### EXERCISE DESCRIPTION:
Copy out the lines below word for word, starting at the line that contains "Task: mark the shirt" and ending at the line that contains "[[931, 1087], [175, 984]]", with both of those lines included. Leave out the pictures.

### DATA EXCERPTS:
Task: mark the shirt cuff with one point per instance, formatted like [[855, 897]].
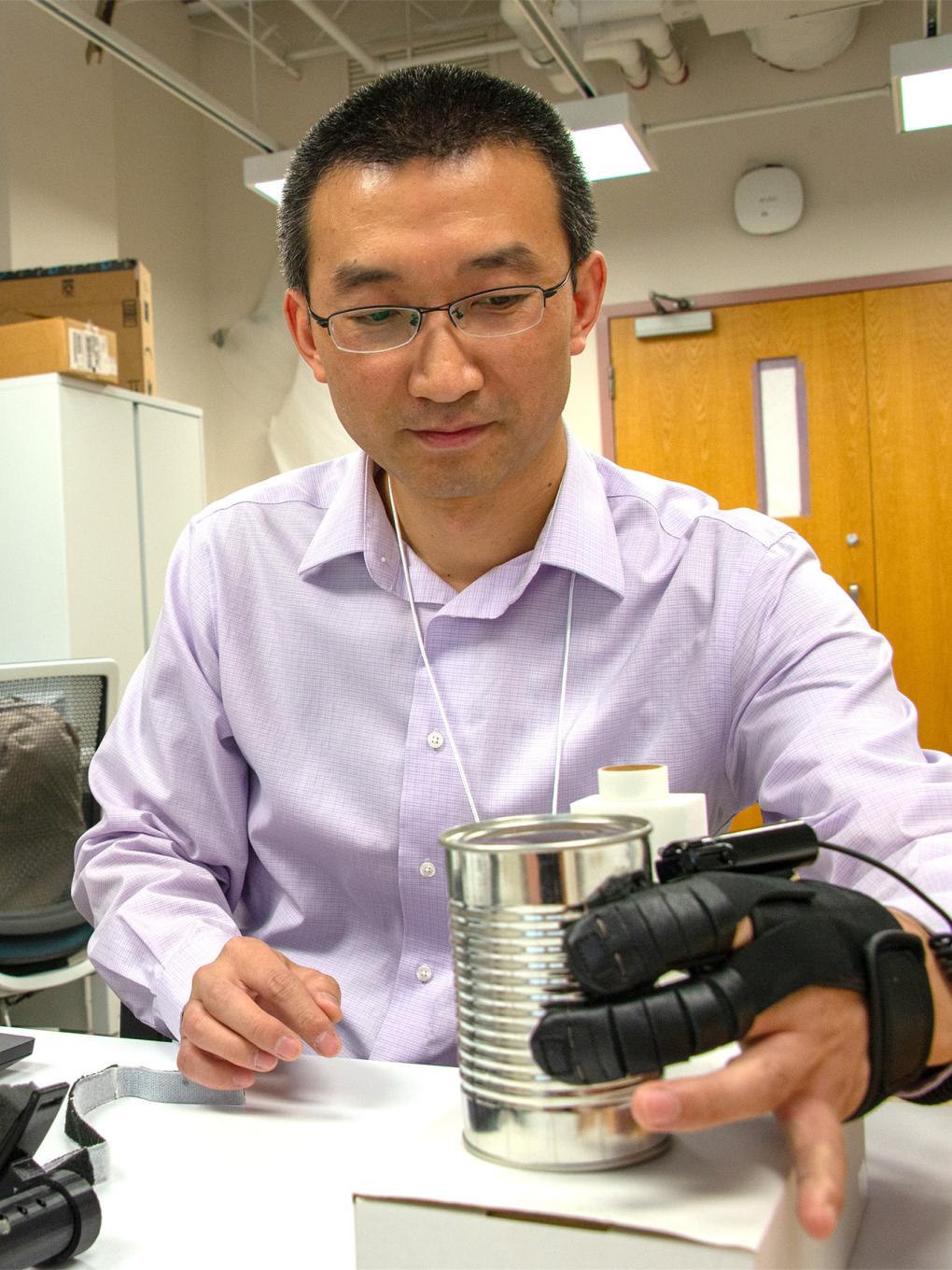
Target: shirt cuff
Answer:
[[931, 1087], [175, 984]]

--

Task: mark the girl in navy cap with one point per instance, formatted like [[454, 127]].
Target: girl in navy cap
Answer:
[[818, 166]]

### OUTPUT OF THE EXERCISE:
Task: mark the shirt cuff with one point per instance, formatted like [[855, 897]].
Target: shirt cuff
Answer:
[[931, 1087], [175, 984]]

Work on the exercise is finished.